_Tasks for this exercise:_
(a) Answer these about the hurricane article:
(i) How long did it take the Miami contingent to drive to Orlando, and how far was the trip?
(ii) Whom did USF coach Charlie Strong call at 4 a.m. Saturday?
(iii) How many cots did Florida State arrange to have placed around its facility?
(b) Write out the hurricane article starting with "In Tallahassee, 250" and going on through "in the facility.", and swap in "the stadium" wherever "Doak Campbell Stadium" appears.

On Thursday night, Sept. 7, Gov. Rick Scott ordered all public schools and universities closed indefinitely.
Mandatory evacuations in Florida reached into the millions, clogging roadways, emptying grocery store shelves and leading to gas shortages. It took the Miami contingent 10 hours to drive 235 miles to Orlando as red taillights dotted the landscape.
Once Miami arrived to check in, Strawley went to a meeting with hotel personnel and was given the rundown for emergency procedures and evacuation plans. Though Orlando is inland, the hurricane still threatened Central Florida with 80 mph winds and the possibility of tornadoes and flooding.
The NCAA had given Miami permission to do what needed to be done to keep everyone safe, allowing decisions to be fast-tracked. Miami officials offered players food vouchers for breakfast and dinner at restaurants inside the hotel. They also made a run to the local supermarket to stock up on snacks, bread, peanut butter and jelly. Strawley had cases of water and snacks in her room, available to anyone who wanted to eat.
Players worked out in the hotel gym or ran outside. They tossed a football around too. But for the most part, it became a way of life to stare at The Weather Channel for the latest updates; it was impossible to focus on much else.
By Friday, the Memphis-UCF, Northern Colorado-Florida and ULM-Florida State games had been canceled. Memphis had actually arrived in Orlando on Thursday night to play the game Friday but turned around and went back shortly after landing.
UCF, based in Orlando, then decided to release its players, and allowed Spectrum Stadium to become a staging area for the National Guard. Those who opted to stay on campus were provided with enough food and water to last through the storm.
USF, based in Tampa, had its game at UConn postponed over concerns that the airline would not be able to get the team back before the storm hit. As Friday turned into Saturday, forecasters grew increasingly concerned that the Tampa area would bear the brunt of the storm. USF coach Charlie Strong bolted awake at 4 a.m. Saturday, called strength and conditioning coach Pat Moorer and told him he needed to get all the players to the football facility.
"Coach, it's 4 o'clock in the morning," Moorer told him.
Strong shrugged it off. When he met with his team later that morning, he gave his players two options: everyone had to stay in on-campus dorms or inside the football facility. A handful stayed in the facility with Strong, athletic director Mark Harlan, coaches, their families and pets ranging from dogs to cats to hamsters. "It looked like Noah's Ark," Strong said.
Strong handed out hot dogs and hamburgers, along with care packages filed with Powerade, Oreos and other snacks. The Weather Channel stayed on in his office. Players played pool or pingpong to pass the time.
In Tallahassee, 250 miles northwest of Orlando, Florida State coach Jimbo Fisher decided to have all his coaches and their families, along with his players, stay overnight in the football facility inside Doak Campbell Stadium. The university also utilized a waiver from the NCAA to allow players' families from impacted areas to travel to Tallahassee and also stay in the facility.
Florida State arranged for more than 200 cots to be placed everywhere from meeting rooms to offices to lounges to the locker room. Fisher woke up every hour to check the weather reports just to make sure everything would be fine.

_Input data:_
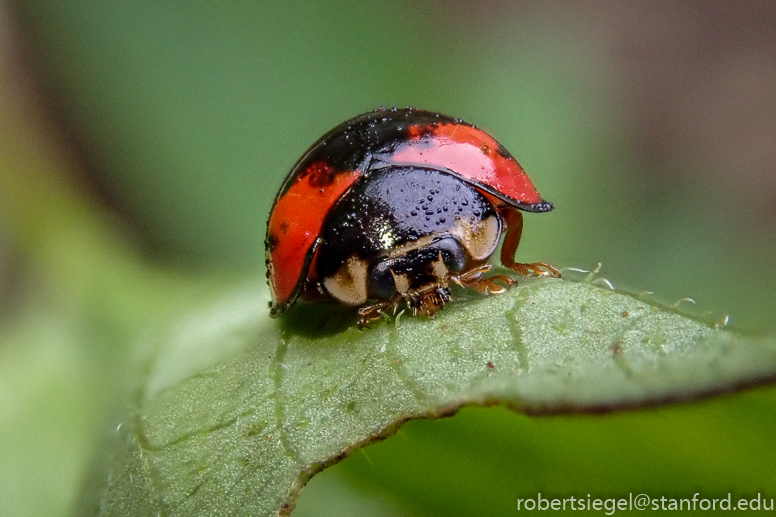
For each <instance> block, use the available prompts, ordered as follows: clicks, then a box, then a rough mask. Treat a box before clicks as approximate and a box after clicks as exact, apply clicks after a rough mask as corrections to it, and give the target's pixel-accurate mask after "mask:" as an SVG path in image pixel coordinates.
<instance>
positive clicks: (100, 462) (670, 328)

_Answers for this exercise:_
(a)
(i) 10 hours, for 235 miles.
(ii) Strength and conditioning coach Pat Moorer.
(iii) More than 200.

(b)
In Tallahassee, 250 miles northwest of Orlando, Florida State coach Jimbo Fisher decided to have all his coaches and their families, along with his players, stay overnight in the football facility inside the stadium. The university also utilized a waiver from the NCAA to allow players' families from impacted areas to travel to Tallahassee and also stay in the facility.